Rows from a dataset
· · · · ·
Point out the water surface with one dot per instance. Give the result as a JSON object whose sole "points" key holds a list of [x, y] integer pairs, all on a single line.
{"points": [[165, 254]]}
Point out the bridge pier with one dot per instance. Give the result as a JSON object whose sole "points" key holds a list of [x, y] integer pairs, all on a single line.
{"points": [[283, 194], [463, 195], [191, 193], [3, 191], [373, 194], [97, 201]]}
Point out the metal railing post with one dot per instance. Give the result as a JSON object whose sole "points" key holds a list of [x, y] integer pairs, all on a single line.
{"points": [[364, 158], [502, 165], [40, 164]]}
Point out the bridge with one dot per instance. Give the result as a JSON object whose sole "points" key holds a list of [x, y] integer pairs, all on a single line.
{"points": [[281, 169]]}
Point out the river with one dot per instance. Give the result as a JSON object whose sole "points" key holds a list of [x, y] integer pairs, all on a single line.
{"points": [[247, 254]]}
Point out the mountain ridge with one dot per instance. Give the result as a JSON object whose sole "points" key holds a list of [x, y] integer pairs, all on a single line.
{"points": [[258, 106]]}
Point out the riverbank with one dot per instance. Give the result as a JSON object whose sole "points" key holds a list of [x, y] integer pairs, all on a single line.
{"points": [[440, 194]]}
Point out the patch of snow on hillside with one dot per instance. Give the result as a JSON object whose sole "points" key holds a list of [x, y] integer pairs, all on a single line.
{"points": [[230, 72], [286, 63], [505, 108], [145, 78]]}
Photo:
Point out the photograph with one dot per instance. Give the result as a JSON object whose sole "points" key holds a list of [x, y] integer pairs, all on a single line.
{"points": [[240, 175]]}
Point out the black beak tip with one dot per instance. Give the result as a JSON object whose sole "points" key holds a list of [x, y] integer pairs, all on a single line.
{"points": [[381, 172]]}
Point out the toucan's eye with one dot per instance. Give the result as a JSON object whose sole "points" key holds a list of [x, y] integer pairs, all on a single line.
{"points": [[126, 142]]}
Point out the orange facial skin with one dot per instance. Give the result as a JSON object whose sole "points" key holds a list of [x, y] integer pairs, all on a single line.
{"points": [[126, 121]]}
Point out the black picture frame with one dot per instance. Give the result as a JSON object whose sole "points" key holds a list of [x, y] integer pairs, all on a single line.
· · · · ·
— What the task asks —
Retype all of the material, keeping each line exact.

— Result below —
Point out the water surface with one dot per instance. Give the result as a JSON object whose sole "points" key holds a list of [x, y] integer pairs, all on a single line.
{"points": [[165, 254]]}
Point out the bridge pier with one dot per instance. Give the result as a JSON object whose sole "points" key holds a list of [x, y] integer pairs, all on a single line.
{"points": [[283, 194], [463, 195], [191, 193], [3, 191], [373, 194], [97, 201]]}
Point out the metal railing post with one dot per instance. Give the result as a JSON object whose sole "points" key holds a list of [x, y] integer pairs, all on a single line.
{"points": [[364, 158], [502, 165], [40, 164]]}
Point out the bridge with one dot per instance. Give the result as a JSON object whose sole "points" key holds a list of [x, y] integer pairs, all on a single line.
{"points": [[281, 169]]}
Point out the river with one dot per instance. Give the result as a JSON object whose sole "points" key holds a list of [x, y] integer pairs, all on a single line.
{"points": [[247, 254]]}
Point out the mountain ridge with one dot per instance. Give the result as a JSON object whose sole "points" key holds a list of [x, y] integer pairs, all on a single line.
{"points": [[258, 106]]}
Point out the riverbank with one dot per instance. Give the result as a JSON object whose sole "points" key holds a list of [x, y] integer pairs, all on a single line.
{"points": [[440, 194]]}
Point out the patch of snow on hillside with one dot per instance. Give the result as a JSON object whose sole "points" key holds a list of [x, y] integer pairs, all on a single line.
{"points": [[230, 72], [286, 63], [505, 108], [145, 78]]}
Photo:
Point out the photograph with one dot per instance. Give the result as a JSON object whose sole "points" key holds a list of [x, y] integer pairs, all on a single line.
{"points": [[240, 175]]}
Point out the black beak tip with one dot per instance. Give the result as a JSON object whose sole "points" key holds a list of [x, y] integer pairs, all on a single line.
{"points": [[381, 172]]}
Point out the toucan's eye with one dot per instance. Give the result as a JSON object whose sole "points" key holds a list of [x, y] integer pairs, all on a single line.
{"points": [[126, 142]]}
Point out the orange facial skin with one dot per instance. Give the result as a JSON object whose sole "points" key holds a list of [x, y] integer pairs, all on a single line.
{"points": [[126, 121]]}
Point out the black picture frame with one dot per instance. Give the result as a JSON object whose sole "points" key holds a list of [x, y] integer pairs, all on a single line.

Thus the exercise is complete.